Modern white and wooden apartment kitchen.

An apartment is a home for an individual, couple, or family that is part of an apartment building that has other apartment units – sometimes hundreds of them. The apartment unit is almost always on one floor and can have shared walls with apartments on either side, above, below or in all four directions. Most apartments are rented but some apartment dwellers own their unit.  

  • Pros: Very little maintenance; good building security; enhanced social environment; short-term option
  • Cons: Limited space; noise and privacy; limited or nonexistent outdoor space; pet restrictions

3. Condo

Line of yellow condos along a residential street.

A condo, also known as a condominium, is a housing or residential complex in which there are separate units, with each unit being owned by an individual. When someone rents a condo, they’re renting directly from the condominium owner. Condo owners are responsible for what goes on within their individual units, including maintenance and repairs. Beyond that, they’re required to pay regular fees to a condo association. Those fees contribute to the maintenance of the shared common areas, building amenities and the exterior of the complex.

  • Pros: Less maintenance; enhanced security; shared amenities (pool, gym, clubhouse); often more affordable than single-family home
  • Cons: Association fees can be excessive; rules can be restrictive; resale can be challenging; noise and less privacy

4. Co-Op

Tall residential co-op buildings against a blue sky.

Cooperative housing (commonly described by referring to an individual co-op) is a type of homeownership common to apartment buildings in big cities such as New York. For practical intents and purposes, a co-op can be defined as a building that is jointly owned by a corporation made up of all its inhabitants. When you buy into a co-op, you’re not purchasing a piece of property – rather, you’re personally buying shares in a nonprofit corporation that allows you to live in the residence.
--------------------------------
**Stated goal A:**
State how many lines in the records contain the string "exposed", matching case exactly, and reply with the number alone.
These records bear no relation to the housing passage.

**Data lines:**
--------------------------------
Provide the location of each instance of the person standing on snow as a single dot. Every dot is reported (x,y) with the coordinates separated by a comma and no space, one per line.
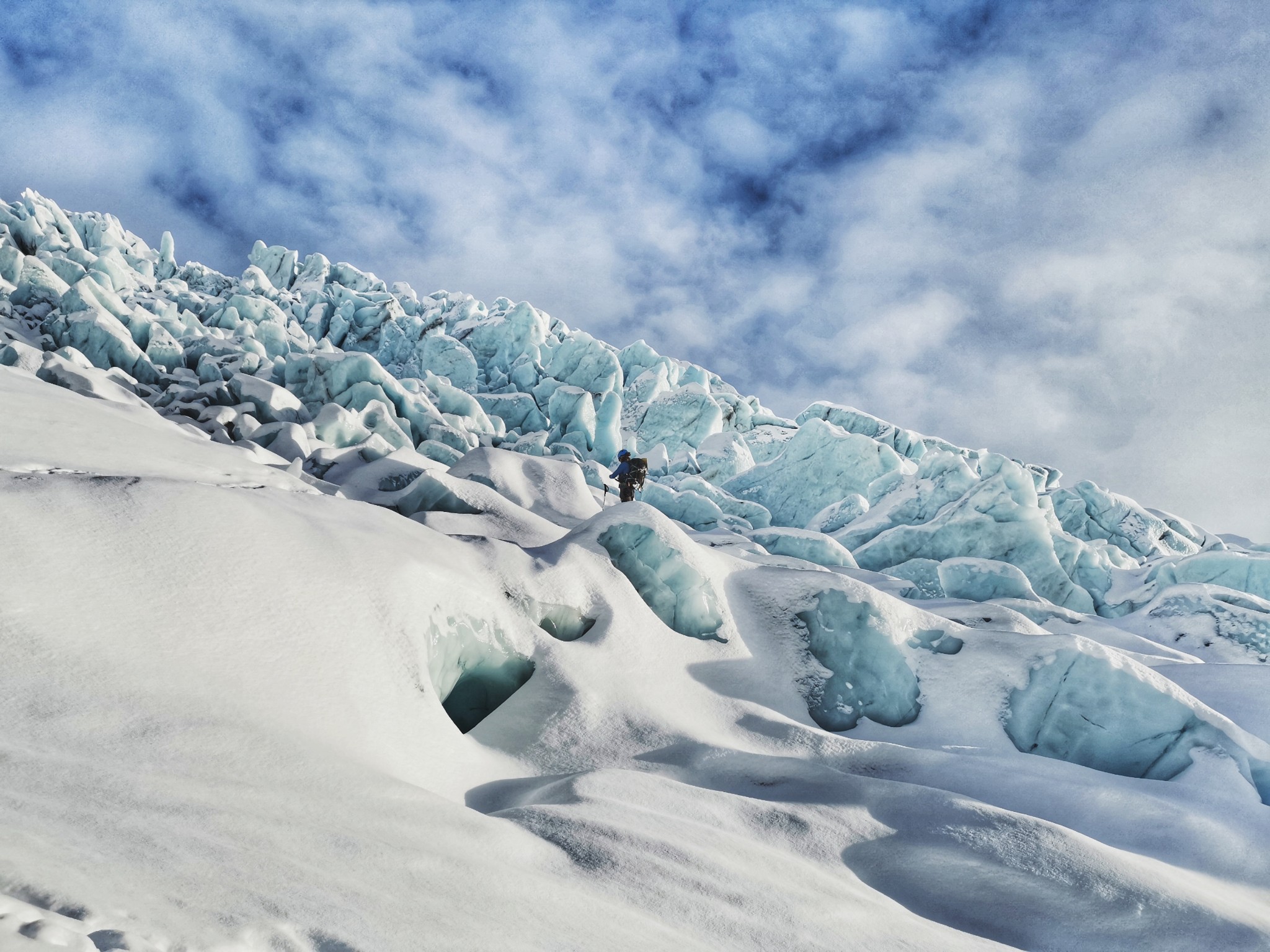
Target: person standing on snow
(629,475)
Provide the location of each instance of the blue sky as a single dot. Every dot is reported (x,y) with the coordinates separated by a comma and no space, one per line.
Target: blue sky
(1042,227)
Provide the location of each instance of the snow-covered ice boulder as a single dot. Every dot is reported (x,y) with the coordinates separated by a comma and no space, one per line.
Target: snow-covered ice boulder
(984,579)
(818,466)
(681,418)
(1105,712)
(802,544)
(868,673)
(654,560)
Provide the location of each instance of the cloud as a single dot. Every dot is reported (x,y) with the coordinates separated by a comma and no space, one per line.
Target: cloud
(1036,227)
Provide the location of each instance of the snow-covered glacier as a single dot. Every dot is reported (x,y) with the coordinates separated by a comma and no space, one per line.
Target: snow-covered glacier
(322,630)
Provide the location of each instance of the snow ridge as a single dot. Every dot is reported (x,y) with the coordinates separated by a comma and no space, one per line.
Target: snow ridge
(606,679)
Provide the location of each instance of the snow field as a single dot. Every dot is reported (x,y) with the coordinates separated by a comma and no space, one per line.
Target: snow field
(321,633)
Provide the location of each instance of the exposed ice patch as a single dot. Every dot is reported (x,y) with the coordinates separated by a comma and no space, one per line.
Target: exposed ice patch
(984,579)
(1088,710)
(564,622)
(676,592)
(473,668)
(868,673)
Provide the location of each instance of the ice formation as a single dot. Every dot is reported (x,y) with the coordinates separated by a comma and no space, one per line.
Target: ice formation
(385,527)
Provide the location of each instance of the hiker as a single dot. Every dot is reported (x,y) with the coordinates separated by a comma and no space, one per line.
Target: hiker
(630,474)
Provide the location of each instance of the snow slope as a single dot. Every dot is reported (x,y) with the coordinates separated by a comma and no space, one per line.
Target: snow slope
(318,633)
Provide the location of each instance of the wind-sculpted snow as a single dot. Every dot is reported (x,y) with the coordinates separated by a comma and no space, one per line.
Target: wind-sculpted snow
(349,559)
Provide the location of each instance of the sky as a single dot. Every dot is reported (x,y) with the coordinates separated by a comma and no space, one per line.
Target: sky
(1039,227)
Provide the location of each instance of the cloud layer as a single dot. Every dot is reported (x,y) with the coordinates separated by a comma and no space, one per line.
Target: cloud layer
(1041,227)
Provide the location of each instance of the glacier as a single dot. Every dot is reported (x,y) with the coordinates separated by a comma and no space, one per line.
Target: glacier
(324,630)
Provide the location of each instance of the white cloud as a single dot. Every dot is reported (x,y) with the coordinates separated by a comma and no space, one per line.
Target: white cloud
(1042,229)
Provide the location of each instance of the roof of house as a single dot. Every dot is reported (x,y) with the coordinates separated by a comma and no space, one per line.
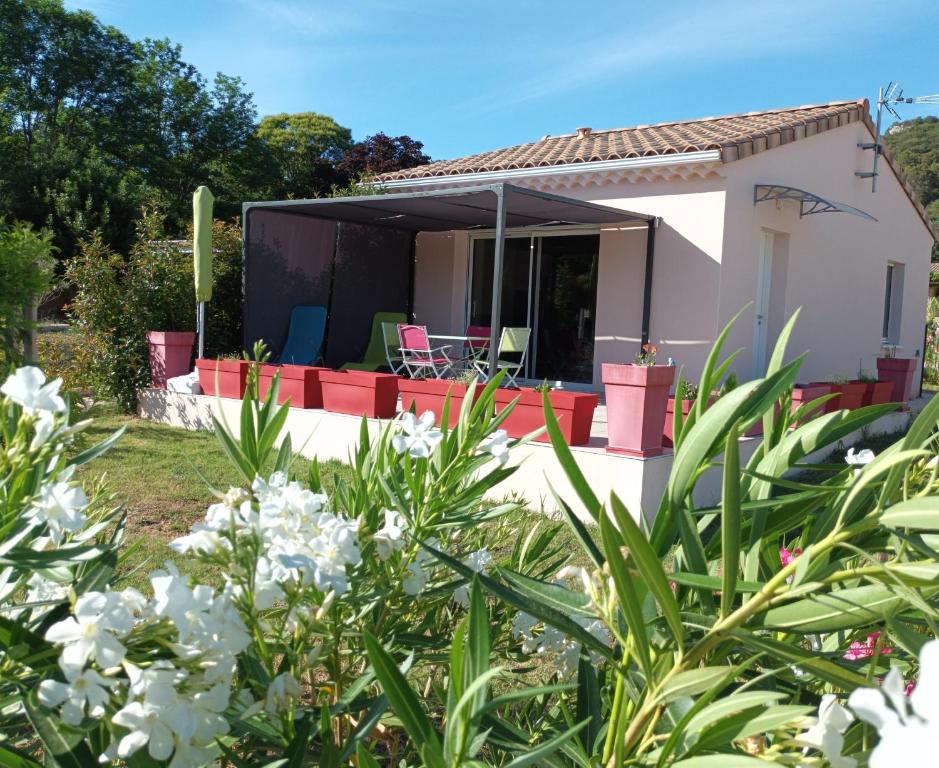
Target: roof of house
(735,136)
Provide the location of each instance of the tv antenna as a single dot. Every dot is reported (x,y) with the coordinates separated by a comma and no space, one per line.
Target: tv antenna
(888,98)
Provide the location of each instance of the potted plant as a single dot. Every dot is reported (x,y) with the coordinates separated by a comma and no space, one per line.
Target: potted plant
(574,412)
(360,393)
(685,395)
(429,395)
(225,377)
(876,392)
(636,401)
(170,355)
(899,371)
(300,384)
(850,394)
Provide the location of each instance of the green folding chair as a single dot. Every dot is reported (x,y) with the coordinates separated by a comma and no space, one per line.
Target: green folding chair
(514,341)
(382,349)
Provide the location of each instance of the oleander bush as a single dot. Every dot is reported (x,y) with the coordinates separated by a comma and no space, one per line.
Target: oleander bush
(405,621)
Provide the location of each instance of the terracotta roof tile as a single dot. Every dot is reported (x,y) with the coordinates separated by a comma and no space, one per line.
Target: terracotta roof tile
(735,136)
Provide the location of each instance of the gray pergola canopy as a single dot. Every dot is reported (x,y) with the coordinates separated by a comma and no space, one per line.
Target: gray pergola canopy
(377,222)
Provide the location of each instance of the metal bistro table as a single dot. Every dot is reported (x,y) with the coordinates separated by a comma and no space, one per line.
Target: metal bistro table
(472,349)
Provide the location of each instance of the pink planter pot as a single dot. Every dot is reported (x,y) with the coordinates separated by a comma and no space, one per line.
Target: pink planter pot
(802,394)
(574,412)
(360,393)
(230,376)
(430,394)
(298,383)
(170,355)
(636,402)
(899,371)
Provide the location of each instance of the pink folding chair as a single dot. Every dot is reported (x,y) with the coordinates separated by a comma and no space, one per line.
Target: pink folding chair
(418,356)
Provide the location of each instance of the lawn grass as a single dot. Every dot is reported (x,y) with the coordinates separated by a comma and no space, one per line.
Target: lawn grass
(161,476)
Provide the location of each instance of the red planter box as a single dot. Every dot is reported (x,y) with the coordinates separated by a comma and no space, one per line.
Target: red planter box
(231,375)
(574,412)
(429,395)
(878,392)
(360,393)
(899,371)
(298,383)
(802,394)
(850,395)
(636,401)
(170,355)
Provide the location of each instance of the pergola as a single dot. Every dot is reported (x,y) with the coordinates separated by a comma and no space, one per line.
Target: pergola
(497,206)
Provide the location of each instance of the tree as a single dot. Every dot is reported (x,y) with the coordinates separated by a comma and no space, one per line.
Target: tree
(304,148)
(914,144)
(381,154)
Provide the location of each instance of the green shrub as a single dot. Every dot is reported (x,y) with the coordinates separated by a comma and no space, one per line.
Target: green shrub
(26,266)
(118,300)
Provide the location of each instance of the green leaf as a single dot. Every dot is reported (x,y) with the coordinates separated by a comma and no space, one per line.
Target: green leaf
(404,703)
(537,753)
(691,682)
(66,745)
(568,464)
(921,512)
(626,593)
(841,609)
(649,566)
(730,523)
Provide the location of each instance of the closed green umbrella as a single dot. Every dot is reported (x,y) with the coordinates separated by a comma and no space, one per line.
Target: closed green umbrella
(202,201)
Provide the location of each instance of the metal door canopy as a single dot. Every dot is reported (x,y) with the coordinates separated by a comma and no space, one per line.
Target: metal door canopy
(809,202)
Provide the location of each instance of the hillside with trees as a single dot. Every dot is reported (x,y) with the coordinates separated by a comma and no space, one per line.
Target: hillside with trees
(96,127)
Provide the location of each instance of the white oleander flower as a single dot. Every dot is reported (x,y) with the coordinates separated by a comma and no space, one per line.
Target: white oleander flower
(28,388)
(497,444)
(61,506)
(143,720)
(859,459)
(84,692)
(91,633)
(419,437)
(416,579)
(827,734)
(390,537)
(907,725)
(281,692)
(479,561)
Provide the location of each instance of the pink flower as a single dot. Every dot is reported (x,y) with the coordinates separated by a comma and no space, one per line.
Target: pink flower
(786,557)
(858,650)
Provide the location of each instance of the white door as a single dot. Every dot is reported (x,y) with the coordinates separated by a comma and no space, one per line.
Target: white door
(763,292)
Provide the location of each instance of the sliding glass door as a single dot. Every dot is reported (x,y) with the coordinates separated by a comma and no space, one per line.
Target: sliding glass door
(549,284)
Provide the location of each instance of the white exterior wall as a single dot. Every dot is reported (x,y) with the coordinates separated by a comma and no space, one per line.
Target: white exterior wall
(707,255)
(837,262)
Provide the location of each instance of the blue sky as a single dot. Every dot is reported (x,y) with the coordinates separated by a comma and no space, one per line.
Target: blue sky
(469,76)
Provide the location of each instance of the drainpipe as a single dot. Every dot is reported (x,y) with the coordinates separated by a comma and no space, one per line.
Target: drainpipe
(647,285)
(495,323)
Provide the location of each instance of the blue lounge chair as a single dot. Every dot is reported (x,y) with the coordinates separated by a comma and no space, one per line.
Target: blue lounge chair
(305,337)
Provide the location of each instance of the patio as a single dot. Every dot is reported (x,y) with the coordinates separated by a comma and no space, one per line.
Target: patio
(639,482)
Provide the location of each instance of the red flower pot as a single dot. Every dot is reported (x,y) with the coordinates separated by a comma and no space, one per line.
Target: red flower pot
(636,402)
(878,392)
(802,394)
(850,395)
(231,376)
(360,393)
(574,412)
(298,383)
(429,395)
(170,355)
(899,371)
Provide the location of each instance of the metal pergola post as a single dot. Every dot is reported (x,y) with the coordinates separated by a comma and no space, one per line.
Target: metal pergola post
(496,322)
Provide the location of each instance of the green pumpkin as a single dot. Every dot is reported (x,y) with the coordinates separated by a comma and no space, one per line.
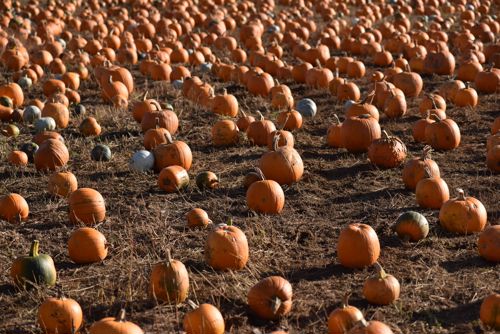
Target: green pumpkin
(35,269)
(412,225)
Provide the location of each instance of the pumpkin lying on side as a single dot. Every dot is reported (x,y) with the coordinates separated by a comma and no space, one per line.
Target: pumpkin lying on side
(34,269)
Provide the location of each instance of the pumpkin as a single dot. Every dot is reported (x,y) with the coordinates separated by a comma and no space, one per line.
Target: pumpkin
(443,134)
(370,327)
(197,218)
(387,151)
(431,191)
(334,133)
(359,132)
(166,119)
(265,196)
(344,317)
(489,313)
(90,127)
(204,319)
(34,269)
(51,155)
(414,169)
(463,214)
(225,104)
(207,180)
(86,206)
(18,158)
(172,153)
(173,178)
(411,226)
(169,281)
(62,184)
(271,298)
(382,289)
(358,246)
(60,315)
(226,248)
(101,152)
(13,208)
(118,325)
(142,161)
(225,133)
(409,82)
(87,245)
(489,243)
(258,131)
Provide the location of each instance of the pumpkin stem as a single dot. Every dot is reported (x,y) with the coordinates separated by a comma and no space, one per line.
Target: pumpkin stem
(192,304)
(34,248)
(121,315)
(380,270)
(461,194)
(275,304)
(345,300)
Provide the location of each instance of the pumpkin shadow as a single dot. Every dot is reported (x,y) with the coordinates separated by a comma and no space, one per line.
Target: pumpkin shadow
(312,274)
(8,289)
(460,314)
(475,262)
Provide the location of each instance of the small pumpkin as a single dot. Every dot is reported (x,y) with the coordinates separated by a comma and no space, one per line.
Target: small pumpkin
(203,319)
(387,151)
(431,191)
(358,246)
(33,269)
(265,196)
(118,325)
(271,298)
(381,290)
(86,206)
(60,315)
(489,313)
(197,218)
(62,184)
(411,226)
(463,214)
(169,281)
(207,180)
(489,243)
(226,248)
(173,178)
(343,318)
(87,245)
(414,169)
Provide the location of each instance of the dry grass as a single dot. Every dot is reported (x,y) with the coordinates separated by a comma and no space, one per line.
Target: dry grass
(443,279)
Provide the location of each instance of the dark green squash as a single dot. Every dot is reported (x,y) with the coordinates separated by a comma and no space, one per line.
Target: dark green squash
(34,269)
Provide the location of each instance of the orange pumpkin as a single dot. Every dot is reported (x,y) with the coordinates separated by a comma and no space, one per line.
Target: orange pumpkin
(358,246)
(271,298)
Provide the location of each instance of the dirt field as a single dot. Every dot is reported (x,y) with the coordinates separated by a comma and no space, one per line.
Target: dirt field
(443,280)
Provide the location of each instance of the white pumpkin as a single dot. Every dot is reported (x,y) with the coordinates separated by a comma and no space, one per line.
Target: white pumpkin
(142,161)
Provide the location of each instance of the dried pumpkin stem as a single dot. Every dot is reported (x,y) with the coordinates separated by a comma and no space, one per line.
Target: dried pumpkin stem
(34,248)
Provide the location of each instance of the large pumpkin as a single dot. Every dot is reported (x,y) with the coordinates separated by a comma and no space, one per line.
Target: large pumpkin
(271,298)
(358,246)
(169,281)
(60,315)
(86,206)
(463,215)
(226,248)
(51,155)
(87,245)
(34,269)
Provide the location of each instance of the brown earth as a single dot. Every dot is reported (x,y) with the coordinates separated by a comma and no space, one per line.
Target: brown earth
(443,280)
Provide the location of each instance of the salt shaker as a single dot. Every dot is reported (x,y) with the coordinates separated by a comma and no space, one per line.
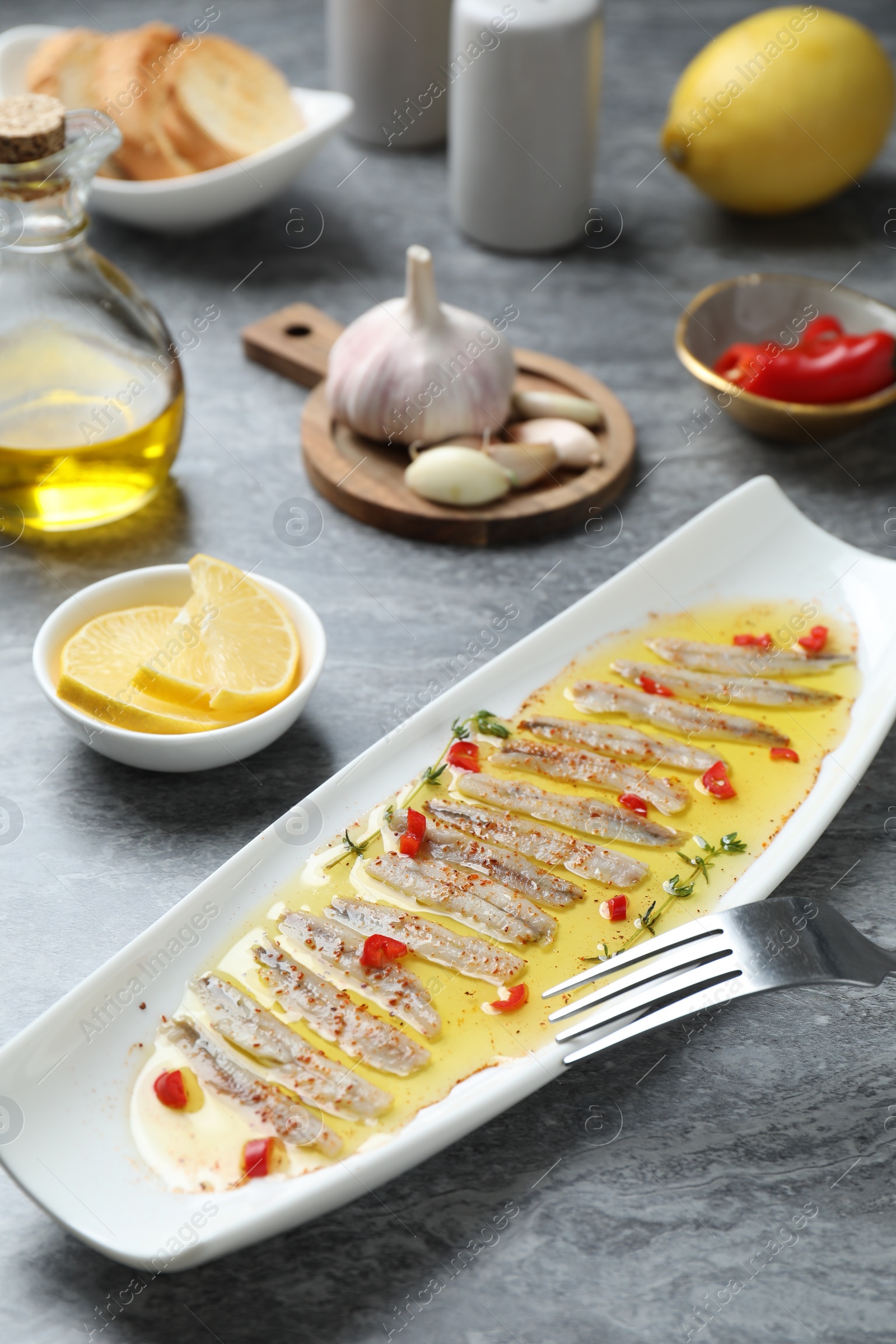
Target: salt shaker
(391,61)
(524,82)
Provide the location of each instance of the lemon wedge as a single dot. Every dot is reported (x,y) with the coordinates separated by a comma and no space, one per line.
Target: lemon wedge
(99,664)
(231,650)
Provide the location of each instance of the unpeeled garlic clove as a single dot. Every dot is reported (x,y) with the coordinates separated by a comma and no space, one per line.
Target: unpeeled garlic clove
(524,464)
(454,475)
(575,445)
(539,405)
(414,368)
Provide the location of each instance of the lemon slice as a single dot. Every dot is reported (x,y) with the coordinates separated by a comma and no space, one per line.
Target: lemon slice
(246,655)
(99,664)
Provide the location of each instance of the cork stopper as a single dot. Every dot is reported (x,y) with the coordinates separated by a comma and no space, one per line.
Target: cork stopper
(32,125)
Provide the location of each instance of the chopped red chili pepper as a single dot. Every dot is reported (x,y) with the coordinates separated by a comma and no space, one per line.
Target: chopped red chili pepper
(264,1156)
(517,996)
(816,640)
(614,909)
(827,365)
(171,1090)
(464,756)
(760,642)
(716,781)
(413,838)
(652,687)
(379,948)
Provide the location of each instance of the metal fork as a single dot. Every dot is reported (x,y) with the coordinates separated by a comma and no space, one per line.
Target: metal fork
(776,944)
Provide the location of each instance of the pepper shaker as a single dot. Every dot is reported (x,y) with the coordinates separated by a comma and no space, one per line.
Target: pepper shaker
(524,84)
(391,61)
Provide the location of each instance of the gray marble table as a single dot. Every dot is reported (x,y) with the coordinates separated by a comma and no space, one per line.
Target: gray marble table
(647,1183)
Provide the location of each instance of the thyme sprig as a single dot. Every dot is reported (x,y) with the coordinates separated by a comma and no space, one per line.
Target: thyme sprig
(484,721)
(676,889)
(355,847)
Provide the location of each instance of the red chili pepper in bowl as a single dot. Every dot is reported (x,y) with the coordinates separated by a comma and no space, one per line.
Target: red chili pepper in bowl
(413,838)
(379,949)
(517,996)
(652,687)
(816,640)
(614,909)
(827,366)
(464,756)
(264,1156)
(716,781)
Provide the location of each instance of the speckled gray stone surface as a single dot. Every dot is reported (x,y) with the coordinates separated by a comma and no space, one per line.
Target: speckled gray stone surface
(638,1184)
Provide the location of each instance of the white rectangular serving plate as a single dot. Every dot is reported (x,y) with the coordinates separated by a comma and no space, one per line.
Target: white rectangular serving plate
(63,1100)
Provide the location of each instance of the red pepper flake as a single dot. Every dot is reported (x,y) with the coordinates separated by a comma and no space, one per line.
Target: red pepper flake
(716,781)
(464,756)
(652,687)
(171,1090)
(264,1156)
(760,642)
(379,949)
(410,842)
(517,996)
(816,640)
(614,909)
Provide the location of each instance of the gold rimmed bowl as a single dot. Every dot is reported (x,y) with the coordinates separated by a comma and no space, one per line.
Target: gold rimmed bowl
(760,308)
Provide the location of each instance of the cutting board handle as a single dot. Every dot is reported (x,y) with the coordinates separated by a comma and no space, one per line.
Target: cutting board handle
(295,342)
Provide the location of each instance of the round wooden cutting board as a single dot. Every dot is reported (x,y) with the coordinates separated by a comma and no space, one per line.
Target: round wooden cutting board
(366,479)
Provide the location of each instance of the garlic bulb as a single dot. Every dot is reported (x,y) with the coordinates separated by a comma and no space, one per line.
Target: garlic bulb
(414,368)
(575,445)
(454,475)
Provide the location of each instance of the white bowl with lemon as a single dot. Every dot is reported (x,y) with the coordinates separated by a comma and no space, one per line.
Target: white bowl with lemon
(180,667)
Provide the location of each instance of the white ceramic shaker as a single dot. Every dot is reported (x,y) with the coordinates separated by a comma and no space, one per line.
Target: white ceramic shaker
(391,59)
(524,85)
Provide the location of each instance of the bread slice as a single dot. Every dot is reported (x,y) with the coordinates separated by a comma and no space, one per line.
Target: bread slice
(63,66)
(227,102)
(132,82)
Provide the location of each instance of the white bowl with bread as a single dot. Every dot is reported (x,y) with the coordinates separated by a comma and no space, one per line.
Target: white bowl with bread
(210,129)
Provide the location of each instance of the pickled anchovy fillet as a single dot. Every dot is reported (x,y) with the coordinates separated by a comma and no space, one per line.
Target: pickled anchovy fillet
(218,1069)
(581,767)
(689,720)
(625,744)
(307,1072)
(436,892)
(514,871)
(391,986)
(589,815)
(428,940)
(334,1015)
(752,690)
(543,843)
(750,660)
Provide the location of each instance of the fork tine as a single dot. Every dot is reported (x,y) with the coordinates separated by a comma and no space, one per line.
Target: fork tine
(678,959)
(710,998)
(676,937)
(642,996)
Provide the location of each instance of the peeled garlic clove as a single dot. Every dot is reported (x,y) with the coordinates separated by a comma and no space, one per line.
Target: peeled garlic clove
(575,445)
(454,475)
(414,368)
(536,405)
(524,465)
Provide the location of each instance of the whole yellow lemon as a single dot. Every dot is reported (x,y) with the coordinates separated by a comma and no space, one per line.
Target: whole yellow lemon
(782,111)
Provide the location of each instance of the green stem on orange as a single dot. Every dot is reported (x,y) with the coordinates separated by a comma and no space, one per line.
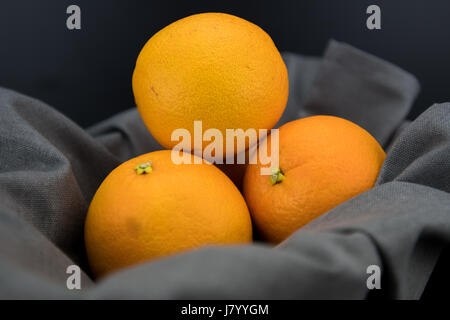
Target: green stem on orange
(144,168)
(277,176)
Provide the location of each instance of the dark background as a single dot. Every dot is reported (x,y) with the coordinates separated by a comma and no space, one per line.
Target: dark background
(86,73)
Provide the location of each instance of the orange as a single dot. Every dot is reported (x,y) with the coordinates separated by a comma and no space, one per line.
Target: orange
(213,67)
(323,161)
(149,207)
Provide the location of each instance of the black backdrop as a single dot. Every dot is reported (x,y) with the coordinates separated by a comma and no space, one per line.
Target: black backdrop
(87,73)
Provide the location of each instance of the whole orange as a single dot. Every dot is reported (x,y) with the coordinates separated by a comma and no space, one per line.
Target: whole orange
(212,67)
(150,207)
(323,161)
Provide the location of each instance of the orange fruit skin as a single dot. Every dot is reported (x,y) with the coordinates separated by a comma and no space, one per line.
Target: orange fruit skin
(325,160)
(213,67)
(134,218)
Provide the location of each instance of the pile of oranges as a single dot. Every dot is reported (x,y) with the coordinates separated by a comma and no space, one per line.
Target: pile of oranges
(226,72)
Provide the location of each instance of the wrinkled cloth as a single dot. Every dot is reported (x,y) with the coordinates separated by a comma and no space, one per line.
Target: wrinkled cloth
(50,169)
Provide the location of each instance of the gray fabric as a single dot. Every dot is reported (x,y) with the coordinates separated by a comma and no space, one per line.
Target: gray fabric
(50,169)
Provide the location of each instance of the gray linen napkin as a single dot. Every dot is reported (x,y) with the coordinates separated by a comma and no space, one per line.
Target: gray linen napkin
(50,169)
--------------------------------
**Stated goal B:**
Transcribe the housing passage from "Modern white and" up to and including "a residential street.".

**Result A:**
2

**Result B:**
Modern white and wooden apartment kitchen.

An apartment is a home for an individual, couple, or family that is part of an apartment building that has other apartment units – sometimes hundreds of them. The apartment unit is almost always on one floor and can have shared walls with apartments on either side, above, below or in all four directions. Most apartments are rented but some apartment dwellers own their unit.  

  • Pros: Very little maintenance; good building security; enhanced social environment; short-term option
  • Cons: Limited space; noise and privacy; limited or nonexistent outdoor space; pet restrictions

3. Condo

Line of yellow condos along a residential street.